Source passage
The Other McCain

"One should either write ruthlessly what one believes to be the truth, or else shut up." — Arthur Koestler

Did You Know the Word ‘Miscegenation’ Was Invented by Democrats as a Smear?

Posted on | September 14, 2011 | 53 Comments

Nineteenth-century American newspapers were, in general, partisan in their politics, and the New York World was a Democrat paper. In 1863, two writers for the World, George Wakeman and David Goodman Croly, wrote a 72-page pamphlet that was published anonymously with the title, Miscegenation: The Theory of the Blending of the Races, Applied to the American White Man and Negro.

The title term of the pamphlet was a new coinage, from the Latin words for “mix” and “race,” and the subject was decidedly inflammatory. During his 1858 debates with Democrats Stephen Douglass, Abraham Lincoln had been forced to stipulate that while he was opposed to slavery, he was not an advocate of “social equality” and certainly not in favor what that loaded phrase implied, “amalgamation” as it was then commonly termed. Republicans were very sensitive to such accusations, since even those whites who adamantly opposed slavery were in general horrifed by the thought of “amalgamation.” (Indeed, there was a strong element of white separatism in the “Free Soil” movement, and some Midwestern states had antebellum laws forbidding free blacks from settling there.)

What you need to do
1. Return the text of the article on the word "miscegenation" between "Did You Know" and "Man and Negro.", inclusive.
2. Carry the article on the word "miscegenation" forward from where it stops.

Dataset content
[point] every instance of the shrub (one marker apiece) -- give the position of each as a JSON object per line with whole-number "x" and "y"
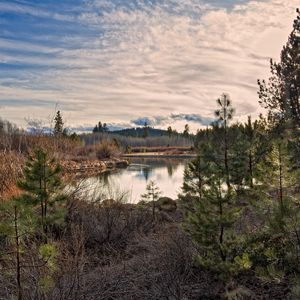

Expected outputs
1.
Did You Know the Word ‘Miscegenation’ Was Invented by Democrats as a Smear?

Posted on | September 14, 2011 | 53 Comments

Nineteenth-century American newspapers were, in general, partisan in their politics, and the New York World was a Democrat paper. In 1863, two writers for the World, George Wakeman and David Goodman Croly, wrote a 72-page pamphlet that was published anonymously with the title, Miscegenation: The Theory of the Blending of the Races, Applied to the American White Man and Negro.

2.
Such was the context, then, within which the Miscegenation pamphlet was anonymously published. Though written by two Democrats, the argument was a sort of deadpan satire, written as a political hoax. The pamphlet argued in favor of interracial unions, asserting that mixed-race nations were actually superior to mono-racial nations, and put that argument into an explicitly political context:

It is idle to maintain that this present war is not a war for the negro … It is a war, if you please, of amalgamation … a war looking, as its final fruit, to the blending of the white and black… Let the war go on… until church, and state, and society recognize not only the propriety but the necessity of the fusion of the white and black—in short, until the great truth shall be declared in our public documents and announced in the messages of our Presidents, that it is desirable the white man should marry the black woman and the white woman the black man.

To further their hoax, Wakeman and  Croly sent their disingenuous pamphlet to leading abolitionists, requesting their endorsements, which some of them willingly supplied in letters. The pamphlet was also advertised in abolitionist journals, and then the authors — whose identities were not discovered until years later — sprang their trap.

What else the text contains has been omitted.